_Exercices proposés_.
1 - Dans le compte rendu sur Pelléas et Mélisande, qui tenait le piano lors de cette version sans orchestre ?
2 - Poursuivez le compte rendu sur Pelléas et Mélisande à la suite de sa dernière phrase.

Drame intemporel sur fond de légende médiévale.
Pelléas  échappe à toute classification. Debussy substitue la sensation à la forme, le rythme intérieur à la durée narrative. Il bouleverse les lois de l’harmonie et ignore les conventions de l’opéra. Tout est décrit par Maeterlinck en demi-teintes, avec pudeur et discrétion. Sous une apparence naïve le langage est raffiné ; « Si j’étais Dieu j’aurais pitié du cœur des hommes ». L’intrigue est ténue : une jeune femme étrange aime son beau-frère qui est tué par le mari jaloux alors qu’elle sombre dans la folie.  Les personnages semblent hors du temps et prononcent des phrases indéfinies, immatérielles. Ils se parlent à eux même… La continuité musicale est assurée par des interludes orchestraux qui relient les scènes. En fait l’essentiel de l’expression est confié à… l’orchestre.

La version sans orchestre : un choix  périlleux
Et c’est justement le problème de cette version théâtrale  en « création » au Théâtre Liberté.

On ne peut rien reprocher aux  jeunes interprètes qui ont présenté un travail admirable, fruit d’une longue préparation à la Fondation Royaumont avec Jean-Paul Pruna.

Duo entre Pelléas et Mélisande

Qualité de la diction, maîtrise de la partition, expressivité, effort de caractérisation. Jean Christophe Laniece en Pelléas tourmenté, la soprano Marthe Davost en Mélisande fragile et émouvante sachant préserver le mystère de sa blessure intérieure, Halidou Nombre, dans le rôle d’un  prince Golaud surprenant, étonnant même dans un laisser-aller à la limite du contre-emploi malgré  les scènes de colère et de jalousie puissantes et bien expressives, Cyril Costanzo, superbe d’humanité, à la belle couleur de voix et au phrasé impeccable. Marie-Andrée Bouchard Lesieur belle voix de mezzo, et Cécile Madelin en Ignold émouvant.

Martin Surot assurait l’accompagnement au piano avec précision  et fluidité soutenant bien les voix. En fait il interpréta  la particelle c’est-à-dire la composition avant son orchestration, et non pas une réduction pour piano réalisée à partir de la partition pour orchestre. Il sut ainsi souligner combien Pelléas doit à l’œuvre pour piano de Debussy, qu’il s’agisse des mélodies ou des Préludes comme Des pas sur la neige par exemple. En deuxième partie Martin Surot exprima au clavier la solitude et la désolation des trois dernières scènes. Il aurait mérité d’avoir à sa disposition un piano de meilleure qualité.

_Les données_.
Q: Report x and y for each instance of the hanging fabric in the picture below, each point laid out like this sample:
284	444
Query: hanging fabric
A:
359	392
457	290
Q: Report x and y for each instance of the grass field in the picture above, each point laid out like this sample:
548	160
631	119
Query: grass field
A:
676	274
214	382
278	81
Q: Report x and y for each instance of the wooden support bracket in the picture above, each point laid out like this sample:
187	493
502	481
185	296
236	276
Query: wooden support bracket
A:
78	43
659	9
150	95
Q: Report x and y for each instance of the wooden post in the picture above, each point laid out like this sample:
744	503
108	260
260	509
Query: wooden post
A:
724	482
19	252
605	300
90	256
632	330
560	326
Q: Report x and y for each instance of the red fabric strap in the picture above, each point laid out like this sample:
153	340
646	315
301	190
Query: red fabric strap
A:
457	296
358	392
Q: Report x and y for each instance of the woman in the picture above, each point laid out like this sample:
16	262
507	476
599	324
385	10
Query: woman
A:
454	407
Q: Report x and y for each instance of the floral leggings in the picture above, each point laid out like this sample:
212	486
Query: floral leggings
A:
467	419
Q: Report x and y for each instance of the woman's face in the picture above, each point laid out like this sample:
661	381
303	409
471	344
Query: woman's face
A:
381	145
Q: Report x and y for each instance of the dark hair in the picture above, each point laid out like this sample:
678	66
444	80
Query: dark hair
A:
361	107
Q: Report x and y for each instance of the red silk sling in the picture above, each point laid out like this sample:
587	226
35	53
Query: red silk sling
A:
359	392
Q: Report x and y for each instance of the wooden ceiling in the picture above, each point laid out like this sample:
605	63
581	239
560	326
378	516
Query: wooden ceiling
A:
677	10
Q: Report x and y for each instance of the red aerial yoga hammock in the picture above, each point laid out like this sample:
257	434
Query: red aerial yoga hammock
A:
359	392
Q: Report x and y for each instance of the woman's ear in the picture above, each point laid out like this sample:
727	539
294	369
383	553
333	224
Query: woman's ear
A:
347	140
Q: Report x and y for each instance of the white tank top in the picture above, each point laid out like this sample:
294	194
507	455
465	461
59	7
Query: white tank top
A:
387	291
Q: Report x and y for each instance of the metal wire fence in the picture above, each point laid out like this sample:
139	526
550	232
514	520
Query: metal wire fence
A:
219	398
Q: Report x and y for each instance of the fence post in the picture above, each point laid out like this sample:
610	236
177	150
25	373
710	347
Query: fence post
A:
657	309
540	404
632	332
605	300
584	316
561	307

_Résultats attendus_.
1 - Martin Surot.

2 -
Dans la salle, beaucoup de jeunes spectateurs ont perçu ce spectacle comme un beau moment de théâtre musical. Leur attention a été captivée par les qualités de la mise en scène et la crédibilité des interprètes.

Une certaine idée du destin
En effet, la réalisation de Leiser-Caurier  a été  plutôt convaincante. Elle évita le pathos et le déclamatoire gratuits ; elle insista sur la relation entre les personnages ; elle  substitua la direction des comédiens  au mystère de l’envoutement orchestral (qui est, reconnaissons-le une grande partie de la beauté de l’œuvre). Elle rendit justement hommage à Maeterlinck sans trahir Debussy ni défigurer la troublante magie symbolique des dialogues. Elle alla à l’essentiel. Révéler avec naturel les rapports intimes entre les protagonistes. Expliciter la matière intrinsèquement théâtrale de l’ouvrage, par exemple le duo d’amour  autour du piano. « Mes longs cheveux descendent jusqu’au seuil de la tour ».

Ce qu’il y a aussi de  moderne dans leur vision, c’est une certaine idée du destin, celui que l’on subit et que le compositeur traduit notamment par ces silences éloquents dont l’œuvre est constellée.

En somme une réussite théâtrale à porter à l’actif de la scène nationale toulonnaise comme en témoigna la qualité d’écoute du public ainsi que la présence de nombreuses personnalités de la vie culturelle varoises en ce soir de première.